## Texto de estudo
Legalizar o aborto é uma questão de saúde pública . A criminalização mata as pessoas mais vulneráveis, como mulheres pobres e negras. Todos os anos, o Brasil registra 20 mil nascidos vivos em crianças com menos de 14 anos, o que chamamos de estupro de vulnerável. Nesses casos, as meninas que engravidam poderiam abortar (o aborto ainda é legal em caso de estupro), mas a rede de assistência é tão minúscula que elas nem sabem onde procurar. E, quando encontram ajuda, têm que enfrentar turbas de religiosos que bloqueiam entradas de hospital e chamam uma garota de 10 anos que foi estuprada e engravidou de “assassina”. Tudo com o aval da ministra de Direitos Humanos, que divulga o endereço da garota e do hospital.
Se a jurisprudência for revogada pela Suprema Corte, cada Estado fica livre para proibir ou liberar o aborto (como era antes de 1973). Mais da metade dos estados são conservadores e estão loucos pra proibir o aborto completamente.
O FDA (Food and Drugs Administration, tipo a Anvisa de lá) permitia que quem quisesse abortar nos EUA recebesse em casa um bloqueador de hormônios chamado mifepristone (quase metade dos abortos não são mais cirúrgicos, e sim através de medicamentos, o que é mais barato e menos arriscado). Infelizmente, em 19 dos 50 estados americanos o aborto medicinal já está proibido. Mas as mulheres ainda podiam apelar a, por exemplo, ONGs sem fins lucrativos como a Women on Waves e Women on Web, que enviam comprimidos de mifepristone e misoprostol (o mais popular no Brasil). O problema é que tudo isso deixa rastros no seu celular , no seu computador. E óbvio que tem miliciano querendo perseguir mulheres que abortam. Imagina, pra quem passou os últimos 50 anos bombardeando clínicas de aborto e sequestrando e matando médicos, stalkear e atacar mulheres é um passeio no parque.

## Ordem de serviço 1
De acordo com o texto sobre aborto, em quantos dos 50 estados americanos o aborto medicinal já está proibido?
## Ordem de serviço 2
Escreva a continuação do texto sobre aborto a partir da última frase.

## Dados para análise
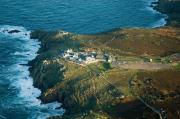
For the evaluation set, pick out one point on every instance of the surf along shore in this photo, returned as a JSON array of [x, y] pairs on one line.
[[136, 74]]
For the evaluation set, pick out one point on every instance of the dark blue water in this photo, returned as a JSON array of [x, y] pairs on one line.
[[17, 95], [82, 16]]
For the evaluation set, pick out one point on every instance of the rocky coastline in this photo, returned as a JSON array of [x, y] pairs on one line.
[[102, 90]]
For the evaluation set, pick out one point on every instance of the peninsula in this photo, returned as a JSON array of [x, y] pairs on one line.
[[119, 74]]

## Sua resposta 1
Em 19 estados.

## Sua resposta 2
E já há jurisprudência pra condenar mulher que aborta nos EUA. Em 2017, Latice Fischer, uma mulher negra, foi a um hospital no Mississippi depois de sofrer um aborto em casa. Como antes disso ela tinha tido atendimento médico, que confirmou a gravidez, mas ela não voltou ao hospital para o ultrassom, os médicos entregaram a documentação (vai contra a ética, viola o sigilo entre paciente e médico!) à polícia, que iniciou uma investigação contra Latice. E eles encontraram buscas no celular dela para misoprostol. Isso foi usado como evidência de que ela “matou” seu feto, e ela foi acusada de homicídio em segundo grau. Pensou que essas barbaridades só acontecessem em El Salvador? Errou!
Pois isso está prestes a piorar muito nos EUA. E lógico que toda essa movimentação reacionária deixa ouriçados os fanáticos misóginos de todo o mundo. Como disse um pastor metodista dos EUA, “aqueles que não nasceram são um grupo conveniente de pessoas para se defender. Eles nunca exigem nada, não são moralmente complicados, ao contrário dos encarcerados, dos viciados, dos miseráveis; ao contrário das viúvas, eles não pedem que você combata o patriarcado; ao contrário dos órfãos, eles não precisam de dinheiro, educação ou creches; ao contrário dos imigrantes, eles não trazem toda aquela bagagem racial, cultural e religiosa que você não gosta; os não nascidos permitem que você se sinta bem, e quando eles nascerem, você pode se esquecer deles, porque eles não são mais não nascidos”.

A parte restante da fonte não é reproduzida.